#### [What to do]
Exactly as given, reproduce the records in full.

== Data for the task

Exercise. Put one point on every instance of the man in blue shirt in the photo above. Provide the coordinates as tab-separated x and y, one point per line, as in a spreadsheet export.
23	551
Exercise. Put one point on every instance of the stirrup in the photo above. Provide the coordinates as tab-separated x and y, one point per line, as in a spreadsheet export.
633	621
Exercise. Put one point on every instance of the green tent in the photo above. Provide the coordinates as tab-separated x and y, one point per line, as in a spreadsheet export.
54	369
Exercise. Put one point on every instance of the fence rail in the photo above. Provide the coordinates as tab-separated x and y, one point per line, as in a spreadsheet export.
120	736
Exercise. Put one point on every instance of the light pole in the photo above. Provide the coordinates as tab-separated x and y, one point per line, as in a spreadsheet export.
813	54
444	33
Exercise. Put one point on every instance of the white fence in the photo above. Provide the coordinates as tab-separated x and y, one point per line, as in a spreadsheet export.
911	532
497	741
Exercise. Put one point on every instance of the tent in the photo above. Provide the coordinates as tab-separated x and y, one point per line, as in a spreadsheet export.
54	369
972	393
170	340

====

#### [Your solution]
Exercise. Put one point on every instance of the man in blue shirt in the photo above. Provide the coordinates as tab-separated x and y, one point per line, as in a spreadsheet export.
23	551
Exercise. Put one point on every instance of the stirrup in the photo above. Provide the coordinates as tab-separated x and y, one point per line, as in a spreadsheet export.
633	621
Exercise. Put one point on every instance of the green tent in the photo above. Provide the coordinates as tab-separated x and y, one point per line, as in a spreadsheet export.
54	369
Exercise. Put one point on every instance of the fence rail in the photo above. Provide the coordinates as tab-separated x and y, one point per line, as in a spreadsheet export.
120	736
Exercise. Put one point on every instance of the light pole in the photo above. Provide the coordinates as tab-separated x and y, one point per line, as in a spreadsheet export.
813	54
444	33
Exercise. Put one point on every instance of the white fence in the photo above. Provide the coordinates as tab-separated x and y, one point per line, as in a spreadsheet export.
911	532
497	741
Exercise. Put one point on every instance of the tent in the photo above. Provide the coordinates as tab-separated x and y, one point per line, as in a spreadsheet export.
54	369
972	393
170	340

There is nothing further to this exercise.